2. A woodworking machine, as claimed in claim 1, wherein said first and third spindles are also movable normal to said first direction, and wherein said second spindles are also movable normal to said second direction.
3. A woodworking machine, as claimed in claim 1, wherein said first, second and third spindles are also movable parallel to their own axis.
The invention relates to a woodworking machine for the tenoning and longitudinal profiling of timber frames, especially window frames, in which provision is made for at least one first vertical spindle, with tenoning tools, located diagonally to at least one further spindle with tools for longitudinal profiling, a further tenoning spindle being fitted on the opposite side of the assembly containing the longitudinal profiling spindle, and two sliding tables allocated to the tenoning spindles and aligned with the work table of the longitudinal profiling spindle, being provided.
A machine disclosed in German Patent Specification No. 2138137, in which the present Applicant is named as inventor, makes it possible, in one continuous operation, to form tenons and mortises first at one end of a window frame, after which the latter is moved longitudinally past the longitudinal profiling spindle so that it may then be moved transversely past the second tenoning spindle in order to form the tenons and mortises at the opposite end.
The disadvantage of this known layout is that it permits the manufacture of only certain window frames of certain cross-sections and/or profiles. If other cross-sections are required and also if different tenons and mortises are necessary, the tools in all three spindles have to be changed. This applies even to ordinary windows in cases where the wood comprising a single window is provided with several tenons and mortises, because a threefold tool change is then required to produce a single window.
Accordingly the object of the invention is to provide a woodworking machine of the type described above with which ordinary windows can be manufactured without any change of tools.
In accordance with the invention this problem is solved by fitting at least two tenoning spindles one behind the other at the input end of the machine, which are followed by at least two longitudinal profiling spindles and at least two additional tenoning spindles.
This arrangement means that, as a result of the sequence of at least two sets of tools on the two interrelated spindles, multistage profiles, together with their appropriate tenon and mortise joints, can be made in a single operation without a change of tools. It follows that, with the layout according to the invention, any idle time of the machine can be completely eliminated. The absence of tool changes removes the possibility of sources of error connected therewith, such as can arise from setting-up mistakes and the like.

Dataset content:
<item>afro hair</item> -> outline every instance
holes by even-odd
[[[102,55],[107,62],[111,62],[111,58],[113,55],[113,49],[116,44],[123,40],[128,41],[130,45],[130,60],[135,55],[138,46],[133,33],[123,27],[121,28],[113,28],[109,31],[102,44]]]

To-do list:
**A.** In the woodworking machine text, revise the passage between "Accordingly the object" and "any change of tools.", inclusive, replacing "ordinary windows" with "standard windows".
**B.** In the woodworking machine text, list every spindle and table named in the sentence that begins "The invention relates to".

Exercise responses:
**A.**
Accordingly the object of the invention is to provide a woodworking machine of the type described above with which standard windows can be manufactured without any change of tools.

**B.**
- At least one first vertical spindle, with tenoning tools
- At least one further spindle, with tools for longitudinal profiling
- A further tenoning spindle, on the opposite side of the assembly containing the longitudinal profiling spindle
- Two sliding tables, allocated to the tenoning spindles
- The work table of the longitudinal profiling spindle